SHORT EXERCISE:
Determine how many lines of the records below contain the string "necklace", and give only that number.
** start of SUPPLIED MATERIAL **
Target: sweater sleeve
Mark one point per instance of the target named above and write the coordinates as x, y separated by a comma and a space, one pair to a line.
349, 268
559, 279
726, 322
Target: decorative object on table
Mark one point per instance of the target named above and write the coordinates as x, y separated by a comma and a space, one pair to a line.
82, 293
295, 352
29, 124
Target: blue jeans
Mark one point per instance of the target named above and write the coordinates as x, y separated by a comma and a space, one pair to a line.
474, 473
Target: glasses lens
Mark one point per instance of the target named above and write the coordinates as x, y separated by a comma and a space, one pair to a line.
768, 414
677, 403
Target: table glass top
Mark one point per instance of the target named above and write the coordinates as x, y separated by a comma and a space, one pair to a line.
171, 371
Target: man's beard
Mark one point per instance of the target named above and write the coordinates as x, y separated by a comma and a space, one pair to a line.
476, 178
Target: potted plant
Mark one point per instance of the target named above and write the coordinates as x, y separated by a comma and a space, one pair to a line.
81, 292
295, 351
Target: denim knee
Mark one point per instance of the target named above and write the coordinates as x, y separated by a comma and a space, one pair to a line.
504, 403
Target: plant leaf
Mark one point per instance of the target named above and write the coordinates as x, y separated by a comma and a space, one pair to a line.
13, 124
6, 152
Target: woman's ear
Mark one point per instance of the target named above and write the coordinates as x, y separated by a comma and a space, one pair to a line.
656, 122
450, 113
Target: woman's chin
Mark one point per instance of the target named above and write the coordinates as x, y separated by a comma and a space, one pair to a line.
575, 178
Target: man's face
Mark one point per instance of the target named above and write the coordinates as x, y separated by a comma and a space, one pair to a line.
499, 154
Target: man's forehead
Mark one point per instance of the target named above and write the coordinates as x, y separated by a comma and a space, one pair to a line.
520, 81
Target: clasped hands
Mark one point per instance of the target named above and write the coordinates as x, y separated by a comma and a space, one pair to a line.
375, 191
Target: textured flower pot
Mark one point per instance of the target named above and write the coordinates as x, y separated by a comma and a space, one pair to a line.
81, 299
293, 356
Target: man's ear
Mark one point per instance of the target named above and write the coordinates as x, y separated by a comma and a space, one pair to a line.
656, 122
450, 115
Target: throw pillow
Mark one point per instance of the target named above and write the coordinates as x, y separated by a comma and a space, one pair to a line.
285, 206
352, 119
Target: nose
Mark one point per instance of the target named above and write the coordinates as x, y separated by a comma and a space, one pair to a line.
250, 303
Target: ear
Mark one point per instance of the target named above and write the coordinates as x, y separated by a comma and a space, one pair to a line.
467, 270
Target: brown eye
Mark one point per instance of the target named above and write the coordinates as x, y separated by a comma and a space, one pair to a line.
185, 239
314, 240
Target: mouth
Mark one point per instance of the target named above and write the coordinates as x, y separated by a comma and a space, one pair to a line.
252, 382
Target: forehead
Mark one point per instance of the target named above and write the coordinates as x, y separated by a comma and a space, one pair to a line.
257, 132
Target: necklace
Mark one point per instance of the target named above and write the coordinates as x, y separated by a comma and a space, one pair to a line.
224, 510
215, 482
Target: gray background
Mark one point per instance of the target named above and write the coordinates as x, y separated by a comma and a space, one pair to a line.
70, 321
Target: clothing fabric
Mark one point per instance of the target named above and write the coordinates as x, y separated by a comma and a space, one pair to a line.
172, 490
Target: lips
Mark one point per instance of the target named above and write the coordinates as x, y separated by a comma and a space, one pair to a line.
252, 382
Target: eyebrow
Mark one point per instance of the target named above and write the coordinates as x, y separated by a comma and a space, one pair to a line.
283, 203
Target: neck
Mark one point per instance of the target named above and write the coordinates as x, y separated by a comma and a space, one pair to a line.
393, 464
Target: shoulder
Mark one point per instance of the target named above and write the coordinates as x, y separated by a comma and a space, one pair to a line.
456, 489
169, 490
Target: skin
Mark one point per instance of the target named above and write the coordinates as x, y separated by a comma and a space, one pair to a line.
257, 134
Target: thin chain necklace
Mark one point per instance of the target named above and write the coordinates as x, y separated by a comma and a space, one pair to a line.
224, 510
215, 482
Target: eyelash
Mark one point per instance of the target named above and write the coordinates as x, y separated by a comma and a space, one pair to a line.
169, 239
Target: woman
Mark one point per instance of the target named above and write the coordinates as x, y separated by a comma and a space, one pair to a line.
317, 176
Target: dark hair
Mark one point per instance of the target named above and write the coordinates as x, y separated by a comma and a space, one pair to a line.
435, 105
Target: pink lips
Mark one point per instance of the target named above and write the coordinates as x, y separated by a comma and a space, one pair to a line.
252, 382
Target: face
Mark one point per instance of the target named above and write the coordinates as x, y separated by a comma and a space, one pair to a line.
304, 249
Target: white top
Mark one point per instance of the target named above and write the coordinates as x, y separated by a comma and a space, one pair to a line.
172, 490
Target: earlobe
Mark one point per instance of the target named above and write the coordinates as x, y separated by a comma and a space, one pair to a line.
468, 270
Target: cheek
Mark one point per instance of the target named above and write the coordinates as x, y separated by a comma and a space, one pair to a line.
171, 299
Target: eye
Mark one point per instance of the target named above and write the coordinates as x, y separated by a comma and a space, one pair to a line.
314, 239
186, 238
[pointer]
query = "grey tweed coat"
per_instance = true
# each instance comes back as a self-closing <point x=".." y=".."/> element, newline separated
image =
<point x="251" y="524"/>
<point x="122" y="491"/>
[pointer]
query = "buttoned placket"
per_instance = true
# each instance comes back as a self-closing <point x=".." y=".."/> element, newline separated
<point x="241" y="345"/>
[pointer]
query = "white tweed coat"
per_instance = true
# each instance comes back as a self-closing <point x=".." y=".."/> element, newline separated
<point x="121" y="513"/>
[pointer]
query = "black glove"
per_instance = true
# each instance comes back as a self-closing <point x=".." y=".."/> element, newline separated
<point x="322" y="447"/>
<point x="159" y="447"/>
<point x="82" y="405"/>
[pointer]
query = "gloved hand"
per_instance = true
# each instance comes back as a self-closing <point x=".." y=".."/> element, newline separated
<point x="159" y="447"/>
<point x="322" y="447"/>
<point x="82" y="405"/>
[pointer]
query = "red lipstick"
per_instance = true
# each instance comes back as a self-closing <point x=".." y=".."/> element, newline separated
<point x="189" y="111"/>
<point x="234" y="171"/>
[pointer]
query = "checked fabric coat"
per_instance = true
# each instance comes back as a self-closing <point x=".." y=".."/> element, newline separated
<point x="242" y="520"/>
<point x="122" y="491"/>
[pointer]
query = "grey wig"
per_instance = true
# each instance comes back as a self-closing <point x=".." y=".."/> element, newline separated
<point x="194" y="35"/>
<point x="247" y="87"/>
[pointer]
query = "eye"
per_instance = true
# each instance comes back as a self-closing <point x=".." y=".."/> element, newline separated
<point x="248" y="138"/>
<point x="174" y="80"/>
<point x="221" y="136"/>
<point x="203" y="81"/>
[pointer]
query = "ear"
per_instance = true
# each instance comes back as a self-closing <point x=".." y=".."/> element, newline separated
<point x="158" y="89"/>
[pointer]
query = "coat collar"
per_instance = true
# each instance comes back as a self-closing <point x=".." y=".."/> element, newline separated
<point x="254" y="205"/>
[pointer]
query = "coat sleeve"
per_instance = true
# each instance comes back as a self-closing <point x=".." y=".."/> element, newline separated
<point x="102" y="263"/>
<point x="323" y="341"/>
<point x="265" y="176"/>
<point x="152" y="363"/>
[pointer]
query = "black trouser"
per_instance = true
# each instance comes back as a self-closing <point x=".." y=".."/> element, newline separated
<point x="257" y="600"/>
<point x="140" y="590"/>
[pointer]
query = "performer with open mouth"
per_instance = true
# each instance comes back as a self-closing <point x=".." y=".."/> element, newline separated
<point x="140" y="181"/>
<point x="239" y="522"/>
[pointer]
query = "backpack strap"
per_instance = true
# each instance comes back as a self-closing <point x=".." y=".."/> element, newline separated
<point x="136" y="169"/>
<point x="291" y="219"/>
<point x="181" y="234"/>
** end of SUPPLIED MATERIAL **
SOLUTION FOR THIS PROBLEM:
2